» **Directive**
Recast the entries below as a single JSON list of strings, one string per line, with blank lines omitted.

--- Start ---

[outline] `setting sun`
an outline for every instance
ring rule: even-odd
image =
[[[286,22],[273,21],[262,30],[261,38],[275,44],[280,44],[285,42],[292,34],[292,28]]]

--- End ---

» **Answer to the problem**
[
  "[outline] `setting sun`",
  "an outline for every instance",
  "ring rule: even-odd",
  "image =",
  "[[[286,22],[273,21],[262,30],[261,38],[275,44],[280,44],[285,42],[292,34],[292,28]]]"
]